**Reading text:**
Ive had a solar meter since December, I am always checking out my mw readings in all my enclosures, Ive had reptiles since I was about 8 and Im 32 now. Im pretty sure Ive kept alot of uvb bulbs too long or even replaced them too soon. I only payed 150$ for my meter and I wish I had it years ago, I mean could you live without one? yes.. but I love my little guys so much the meter makes me feel like Im a little more on top of things. I myself have just replaced 2 of my 3 exo terra solar glo bulbs. Ive had no issue with them but looking at postings about the Mega Ray bulbs has got me curious, in the next week or so im going to order one just to compare the readings, lol. its the little things that get me excited  I mean as long as you get your uvb one way or another and keep your pets healthy there is def. more then one way to go about it.


----------



## Maro1 (Jun 30, 2011)

I lked to move my animals outside as much as possible. the UVB is free and it allows me to shut off the bulbs which extends bulb life. I rotate so all my animals needing Sunlight get sometime outdoors every week.


----------



## teguboy77 (Jun 30, 2011)

jerobi2k said:


> Ive had a solar meter since December, I am always checking out my mw readings in all my enclosures, Ive had reptiles since I was about 8 and Im 32 now. Im pretty sure Ive kept alot of uvb bulbs too long or even replaced them too soon. I only payed 150$ for my meter and I wish I had it years ago, I mean could you live without one? yes.. but I love my little guys so much the meter makes me feel like Im a little more on top of things. I myself have just replaced 2 of my 3 exo terra solar glo bulbs. Ive had no issue with them but looking at postings about the Mega Ray bulbs has got me curious, in the next week or so im going to order one just to compare the readings, lol. its the little things that get me excited  I mean as long as you get your uvb one way or another and keep your pets healthy there is def. more then one way to go about it.






montana said:


> teguboy77 said:
> 
> 
> > Man you crack me up montana,you never even owned a megaray and you still have nothing good to say lol,first of speak from exsperience not hear say.I used power sun and they were ok.I HAVE A SOLAR METER AND MY MEGARAY PROVE THEREC POINT,any bulb can have problems for people who assume there bulbs doing its job i guess they really dont know at least i know what my bulb is putting out uvb mw wise,what about you montana whats your powersun putting out?I guess you wont know you have no solar meter enough said .
> ...





You know if you like solar glo and you get yours outside for some good old sun which is the best uvb source there is thats awsome cause hes getting good uvb.Anyone thats keeps there lizards inside who need good uvb should own a solar meter cause you really can trust any bulb,but with a uvb meter at least you'll know your mercury bulb still puttung out good uvb to keep your reptile happy,and thats a important thing if you care about your reptile and i try to give mine the very best.

**Given instruction 1:** Extract every row that contains the string "post".
**Given instruction 2:** Carry the forum thread about UVB bulbs and solar meters further, picking up right after its last sentence.
The forum thread about UVB bulbs and solar meters and the rows come from separate sources.

[Lines of data]

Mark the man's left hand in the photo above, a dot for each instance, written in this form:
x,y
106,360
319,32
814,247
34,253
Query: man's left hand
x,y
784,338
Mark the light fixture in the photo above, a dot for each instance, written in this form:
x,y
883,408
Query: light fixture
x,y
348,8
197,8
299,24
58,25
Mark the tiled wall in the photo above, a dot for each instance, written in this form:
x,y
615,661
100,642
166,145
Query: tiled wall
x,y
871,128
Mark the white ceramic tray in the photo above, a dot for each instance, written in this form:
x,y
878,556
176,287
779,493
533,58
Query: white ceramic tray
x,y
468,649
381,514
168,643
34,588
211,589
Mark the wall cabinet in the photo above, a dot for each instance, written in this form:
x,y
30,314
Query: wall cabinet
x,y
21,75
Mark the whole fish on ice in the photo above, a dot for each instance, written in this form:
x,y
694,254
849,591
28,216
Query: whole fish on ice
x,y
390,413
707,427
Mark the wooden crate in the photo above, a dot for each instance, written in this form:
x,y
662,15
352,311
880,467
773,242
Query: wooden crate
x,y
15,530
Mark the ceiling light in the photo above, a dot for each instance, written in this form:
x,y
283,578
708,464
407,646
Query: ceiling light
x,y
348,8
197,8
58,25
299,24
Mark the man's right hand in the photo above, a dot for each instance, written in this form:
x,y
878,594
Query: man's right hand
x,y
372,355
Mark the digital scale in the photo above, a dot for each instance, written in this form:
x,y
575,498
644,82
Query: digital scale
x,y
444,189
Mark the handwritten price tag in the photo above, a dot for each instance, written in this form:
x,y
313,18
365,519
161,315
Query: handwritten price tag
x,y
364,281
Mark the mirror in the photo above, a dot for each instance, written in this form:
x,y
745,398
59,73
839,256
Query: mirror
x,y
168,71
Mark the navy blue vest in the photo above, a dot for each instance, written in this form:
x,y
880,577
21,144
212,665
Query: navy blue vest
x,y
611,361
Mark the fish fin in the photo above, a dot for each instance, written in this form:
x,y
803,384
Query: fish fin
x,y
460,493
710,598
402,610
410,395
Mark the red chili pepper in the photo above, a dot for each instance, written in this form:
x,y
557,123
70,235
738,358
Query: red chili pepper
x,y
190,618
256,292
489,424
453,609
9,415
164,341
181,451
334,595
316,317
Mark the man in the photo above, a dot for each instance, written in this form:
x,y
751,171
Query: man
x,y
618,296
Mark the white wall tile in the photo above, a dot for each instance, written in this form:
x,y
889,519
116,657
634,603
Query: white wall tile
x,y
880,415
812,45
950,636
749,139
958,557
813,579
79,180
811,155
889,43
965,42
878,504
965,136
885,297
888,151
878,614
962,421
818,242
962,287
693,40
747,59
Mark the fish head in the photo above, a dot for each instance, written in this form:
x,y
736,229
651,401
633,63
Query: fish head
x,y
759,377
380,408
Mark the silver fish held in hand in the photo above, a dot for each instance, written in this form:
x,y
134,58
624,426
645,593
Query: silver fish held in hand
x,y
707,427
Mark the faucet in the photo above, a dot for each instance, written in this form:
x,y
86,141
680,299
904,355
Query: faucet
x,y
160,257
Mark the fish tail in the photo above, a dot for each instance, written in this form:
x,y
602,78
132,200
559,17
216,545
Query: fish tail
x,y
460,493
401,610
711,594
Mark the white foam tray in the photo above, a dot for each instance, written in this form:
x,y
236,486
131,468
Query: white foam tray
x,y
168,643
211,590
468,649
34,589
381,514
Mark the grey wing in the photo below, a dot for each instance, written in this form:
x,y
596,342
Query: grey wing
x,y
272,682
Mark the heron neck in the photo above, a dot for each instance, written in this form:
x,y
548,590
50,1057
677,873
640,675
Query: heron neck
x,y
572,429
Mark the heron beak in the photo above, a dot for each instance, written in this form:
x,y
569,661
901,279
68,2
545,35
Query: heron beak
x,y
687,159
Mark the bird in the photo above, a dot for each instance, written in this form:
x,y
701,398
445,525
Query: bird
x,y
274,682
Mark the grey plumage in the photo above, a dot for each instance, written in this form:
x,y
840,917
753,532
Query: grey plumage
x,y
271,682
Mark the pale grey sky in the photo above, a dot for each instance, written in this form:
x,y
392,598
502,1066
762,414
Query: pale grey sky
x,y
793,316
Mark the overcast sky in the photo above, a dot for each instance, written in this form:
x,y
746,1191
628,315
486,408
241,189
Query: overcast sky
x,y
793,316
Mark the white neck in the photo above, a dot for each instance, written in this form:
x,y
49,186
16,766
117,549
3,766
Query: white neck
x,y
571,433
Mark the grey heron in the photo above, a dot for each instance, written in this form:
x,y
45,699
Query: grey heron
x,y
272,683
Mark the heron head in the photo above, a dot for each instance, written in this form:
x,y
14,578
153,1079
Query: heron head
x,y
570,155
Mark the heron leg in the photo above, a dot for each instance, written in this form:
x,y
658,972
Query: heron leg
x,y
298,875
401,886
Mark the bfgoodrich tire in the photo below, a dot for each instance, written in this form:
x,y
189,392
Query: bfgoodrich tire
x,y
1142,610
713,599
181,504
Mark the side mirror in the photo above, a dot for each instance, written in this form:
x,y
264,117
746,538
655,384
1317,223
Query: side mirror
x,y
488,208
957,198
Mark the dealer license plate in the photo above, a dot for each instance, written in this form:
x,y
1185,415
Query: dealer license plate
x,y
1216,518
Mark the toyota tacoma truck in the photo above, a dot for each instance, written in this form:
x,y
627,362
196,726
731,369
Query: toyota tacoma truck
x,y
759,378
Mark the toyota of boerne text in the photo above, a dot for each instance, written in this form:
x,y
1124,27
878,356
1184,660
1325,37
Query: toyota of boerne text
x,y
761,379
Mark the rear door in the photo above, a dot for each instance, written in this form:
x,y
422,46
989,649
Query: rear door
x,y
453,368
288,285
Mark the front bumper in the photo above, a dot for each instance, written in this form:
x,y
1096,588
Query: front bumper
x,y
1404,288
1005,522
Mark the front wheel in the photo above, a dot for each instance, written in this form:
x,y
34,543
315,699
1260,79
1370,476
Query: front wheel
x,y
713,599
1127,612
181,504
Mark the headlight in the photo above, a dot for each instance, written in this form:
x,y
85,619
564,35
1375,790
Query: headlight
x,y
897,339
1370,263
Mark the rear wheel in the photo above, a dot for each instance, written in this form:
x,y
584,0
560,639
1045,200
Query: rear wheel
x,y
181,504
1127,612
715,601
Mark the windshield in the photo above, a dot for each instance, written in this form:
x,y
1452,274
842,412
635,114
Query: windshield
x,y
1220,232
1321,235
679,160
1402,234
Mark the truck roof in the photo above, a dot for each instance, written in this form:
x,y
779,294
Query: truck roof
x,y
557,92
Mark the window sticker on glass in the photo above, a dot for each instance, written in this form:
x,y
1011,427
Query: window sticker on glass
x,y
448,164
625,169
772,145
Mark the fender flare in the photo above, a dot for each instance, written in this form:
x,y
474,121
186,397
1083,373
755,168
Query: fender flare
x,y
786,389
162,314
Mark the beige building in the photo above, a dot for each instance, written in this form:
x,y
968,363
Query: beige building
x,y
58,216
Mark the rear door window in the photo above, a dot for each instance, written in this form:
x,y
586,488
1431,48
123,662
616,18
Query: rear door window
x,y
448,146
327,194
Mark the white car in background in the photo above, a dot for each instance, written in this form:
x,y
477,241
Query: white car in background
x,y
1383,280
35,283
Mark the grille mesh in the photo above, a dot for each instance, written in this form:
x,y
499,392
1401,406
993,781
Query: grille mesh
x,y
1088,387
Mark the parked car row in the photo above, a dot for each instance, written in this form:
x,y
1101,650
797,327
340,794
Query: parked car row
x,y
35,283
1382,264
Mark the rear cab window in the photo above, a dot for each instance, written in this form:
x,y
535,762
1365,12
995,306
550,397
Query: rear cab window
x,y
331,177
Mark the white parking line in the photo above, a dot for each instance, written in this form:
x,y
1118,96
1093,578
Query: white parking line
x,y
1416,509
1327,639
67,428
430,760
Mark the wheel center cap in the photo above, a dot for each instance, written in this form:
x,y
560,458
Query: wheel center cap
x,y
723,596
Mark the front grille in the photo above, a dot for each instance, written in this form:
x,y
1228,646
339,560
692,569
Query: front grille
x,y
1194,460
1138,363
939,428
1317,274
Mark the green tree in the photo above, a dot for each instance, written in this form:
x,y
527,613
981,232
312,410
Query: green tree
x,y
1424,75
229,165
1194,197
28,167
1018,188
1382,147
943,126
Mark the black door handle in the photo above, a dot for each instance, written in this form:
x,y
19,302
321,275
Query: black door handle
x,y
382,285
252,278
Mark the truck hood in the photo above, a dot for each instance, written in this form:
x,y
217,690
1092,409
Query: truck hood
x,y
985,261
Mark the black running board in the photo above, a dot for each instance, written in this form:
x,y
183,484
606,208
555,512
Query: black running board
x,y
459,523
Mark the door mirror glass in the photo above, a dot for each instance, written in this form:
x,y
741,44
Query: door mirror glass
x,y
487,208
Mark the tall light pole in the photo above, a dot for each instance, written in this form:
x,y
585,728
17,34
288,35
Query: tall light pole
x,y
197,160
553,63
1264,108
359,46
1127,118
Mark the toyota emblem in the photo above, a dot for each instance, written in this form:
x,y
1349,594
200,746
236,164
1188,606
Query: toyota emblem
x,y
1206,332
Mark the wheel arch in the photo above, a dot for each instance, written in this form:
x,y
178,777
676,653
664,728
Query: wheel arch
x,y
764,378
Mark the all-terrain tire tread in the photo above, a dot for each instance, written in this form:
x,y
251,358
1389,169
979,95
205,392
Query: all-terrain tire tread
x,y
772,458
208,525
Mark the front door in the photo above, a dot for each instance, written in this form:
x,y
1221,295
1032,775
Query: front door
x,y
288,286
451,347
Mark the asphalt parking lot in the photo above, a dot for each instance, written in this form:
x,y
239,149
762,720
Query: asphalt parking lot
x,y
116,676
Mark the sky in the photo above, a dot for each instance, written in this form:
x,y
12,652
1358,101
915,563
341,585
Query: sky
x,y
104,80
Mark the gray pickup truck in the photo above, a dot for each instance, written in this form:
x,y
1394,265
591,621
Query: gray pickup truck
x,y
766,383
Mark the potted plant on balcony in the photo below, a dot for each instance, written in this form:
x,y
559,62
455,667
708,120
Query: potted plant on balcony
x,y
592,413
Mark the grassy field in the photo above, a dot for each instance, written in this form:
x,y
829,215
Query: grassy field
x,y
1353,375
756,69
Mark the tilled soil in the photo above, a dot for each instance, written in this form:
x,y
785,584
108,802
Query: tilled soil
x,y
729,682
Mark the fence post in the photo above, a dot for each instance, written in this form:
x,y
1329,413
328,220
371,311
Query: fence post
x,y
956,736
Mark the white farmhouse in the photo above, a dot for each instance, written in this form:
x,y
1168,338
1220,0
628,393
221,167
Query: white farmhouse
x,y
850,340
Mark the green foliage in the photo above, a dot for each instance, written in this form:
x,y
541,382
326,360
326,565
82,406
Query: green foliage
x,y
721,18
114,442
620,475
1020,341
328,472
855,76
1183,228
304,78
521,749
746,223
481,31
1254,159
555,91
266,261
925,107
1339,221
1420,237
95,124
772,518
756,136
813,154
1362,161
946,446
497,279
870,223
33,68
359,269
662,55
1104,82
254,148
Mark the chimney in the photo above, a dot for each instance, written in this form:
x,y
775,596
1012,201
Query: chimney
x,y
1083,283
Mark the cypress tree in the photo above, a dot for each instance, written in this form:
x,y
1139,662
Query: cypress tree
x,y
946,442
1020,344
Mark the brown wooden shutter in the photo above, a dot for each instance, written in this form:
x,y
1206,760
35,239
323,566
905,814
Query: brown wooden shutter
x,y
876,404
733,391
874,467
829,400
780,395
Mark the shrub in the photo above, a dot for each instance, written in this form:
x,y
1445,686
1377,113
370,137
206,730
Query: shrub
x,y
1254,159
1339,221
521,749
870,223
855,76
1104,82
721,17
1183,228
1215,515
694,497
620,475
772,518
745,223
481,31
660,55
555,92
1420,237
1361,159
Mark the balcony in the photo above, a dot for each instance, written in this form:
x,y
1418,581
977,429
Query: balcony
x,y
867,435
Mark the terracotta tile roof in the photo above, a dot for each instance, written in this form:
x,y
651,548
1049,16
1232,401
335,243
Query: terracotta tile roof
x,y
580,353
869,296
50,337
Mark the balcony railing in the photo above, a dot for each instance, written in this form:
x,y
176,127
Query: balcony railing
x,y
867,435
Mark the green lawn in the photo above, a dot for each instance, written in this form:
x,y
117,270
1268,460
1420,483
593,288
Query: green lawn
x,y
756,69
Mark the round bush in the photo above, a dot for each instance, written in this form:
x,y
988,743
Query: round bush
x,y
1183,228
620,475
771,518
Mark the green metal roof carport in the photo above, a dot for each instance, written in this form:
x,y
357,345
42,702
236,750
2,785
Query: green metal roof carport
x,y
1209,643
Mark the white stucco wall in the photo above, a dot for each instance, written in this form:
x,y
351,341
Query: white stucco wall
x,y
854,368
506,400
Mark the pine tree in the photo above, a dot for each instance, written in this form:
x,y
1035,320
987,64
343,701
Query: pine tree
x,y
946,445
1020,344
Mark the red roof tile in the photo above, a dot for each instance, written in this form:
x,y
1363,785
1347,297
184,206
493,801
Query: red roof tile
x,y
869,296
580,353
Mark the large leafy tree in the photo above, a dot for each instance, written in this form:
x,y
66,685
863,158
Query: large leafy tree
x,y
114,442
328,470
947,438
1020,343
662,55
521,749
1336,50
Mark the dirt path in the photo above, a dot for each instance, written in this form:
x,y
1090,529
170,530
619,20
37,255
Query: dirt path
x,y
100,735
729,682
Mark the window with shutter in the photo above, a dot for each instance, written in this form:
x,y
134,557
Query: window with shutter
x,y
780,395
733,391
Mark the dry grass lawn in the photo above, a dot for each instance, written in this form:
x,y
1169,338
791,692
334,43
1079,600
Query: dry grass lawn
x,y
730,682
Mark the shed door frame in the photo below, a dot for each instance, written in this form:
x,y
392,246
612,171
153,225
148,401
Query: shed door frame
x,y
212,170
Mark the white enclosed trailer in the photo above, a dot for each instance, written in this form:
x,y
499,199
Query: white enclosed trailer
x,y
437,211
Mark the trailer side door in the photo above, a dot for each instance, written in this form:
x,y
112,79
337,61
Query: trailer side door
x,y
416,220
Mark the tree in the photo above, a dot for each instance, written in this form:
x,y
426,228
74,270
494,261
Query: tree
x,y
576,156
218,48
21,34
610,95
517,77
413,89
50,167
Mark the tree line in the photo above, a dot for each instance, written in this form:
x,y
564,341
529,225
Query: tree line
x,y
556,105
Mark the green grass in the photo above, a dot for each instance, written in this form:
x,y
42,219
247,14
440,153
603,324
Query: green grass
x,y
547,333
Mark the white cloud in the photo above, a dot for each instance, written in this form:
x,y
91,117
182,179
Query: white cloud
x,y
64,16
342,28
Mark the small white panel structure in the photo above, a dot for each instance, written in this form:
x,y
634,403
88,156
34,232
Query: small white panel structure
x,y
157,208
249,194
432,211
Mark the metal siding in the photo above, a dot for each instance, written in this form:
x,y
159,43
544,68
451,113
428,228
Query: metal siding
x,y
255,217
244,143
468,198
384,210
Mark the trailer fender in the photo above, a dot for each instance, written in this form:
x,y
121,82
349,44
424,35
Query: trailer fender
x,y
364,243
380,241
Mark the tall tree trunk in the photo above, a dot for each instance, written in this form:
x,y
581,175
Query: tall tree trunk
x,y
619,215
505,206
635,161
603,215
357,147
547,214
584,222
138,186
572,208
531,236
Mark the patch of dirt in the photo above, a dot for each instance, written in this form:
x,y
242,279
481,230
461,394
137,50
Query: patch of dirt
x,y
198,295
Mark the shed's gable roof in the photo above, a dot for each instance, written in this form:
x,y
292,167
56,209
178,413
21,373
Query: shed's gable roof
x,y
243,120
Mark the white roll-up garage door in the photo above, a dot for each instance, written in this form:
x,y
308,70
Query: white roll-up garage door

**Written response 1:**
Mark the fence post in the photo above, a dot for each instance, written in this form:
Query: fence post

**Written response 2:**
----------



## montana (Jun 30, 2011)

I got the Zoo med I get a reading of like 62 to my surprise the old bulb is almost the same ..

The reading changes the closer or further away you get ...

In the instructions it says not to use the meter to compare bulbs because of one thing or another they will give different readings [basically it`s to detect deterioration in a known bulb ]..

I know your meter is light years ahead of the Zoo med but if I have problems at least they will answer the phone ...


----------



## teguboy77 (Jun 30, 2011)

No i never sayed my meter was beter than yours,i'm sure yours is just as good.But again you never owned a megaray so you wouldnt have to call them rite ok,i called them today and got a hold of them so when you own a megaray or ever try to call them then you have a point.In the past i had trouble trying to get ahold of them and i'm being 100% honest,but that was in december of last year now i get threw with no problem and this is now and i oen a megaray not just saying they dont answer my calls and dont own one.Again i dont hate on things i never owned cause im not like that sorry.


----------



## laurarfl (Jun 30, 2011)

I'm not taking sides, just sharing info... Zoo Med had this same issue a few years back with low output. Everyone was unhappy, etc etc. MegaRay was/is a fantastic bulb. In order to meet the demand, Bob tried going with a more automated manufacturing process rather than personally overseeing all the bulbs himself. In my opinion, he just got overwhelmed and backlogged when the glass was found to be inferior. What he did do, which is more important to me than answering the phone, is to pull all of his inferior products from the retail market. Other large companies used the same manufacturer that Bob did, knew that their bulbs were low output, and did nothing to remove them from the market...made no announcement...but they have a staff to answer phones and emails. That's not much help when you have a lizard with photokeratoconjuctivits and the customer service rep just says, "You can take the bulb back to the store for a refund."

I feel like I'm plugging for MegaRay, but I actually use PowerSuns. I have sort of followed the story behind the bulb defect issue. It seems like Bob M is really trying to do his best and has hands in the business. The bulbs just got so popular so fast. I don't think he wanted to go into the mass production of bulbs business.


----------



## teguboy77 (Jun 30, 2011)

Yeah im not saying your sticking up for anybody but i'm glad you gave alittle input just to help clear up kinda what i been saying.Powersun is a great bulb to and if i didnt use megaray id be using powersun.


----------



## laurarfl (Jul 1, 2011)

Sure....I have a lot of respect for Bob M for trying to make a decent product. His bulbs have been the gold standard for MVB's for prob a decade.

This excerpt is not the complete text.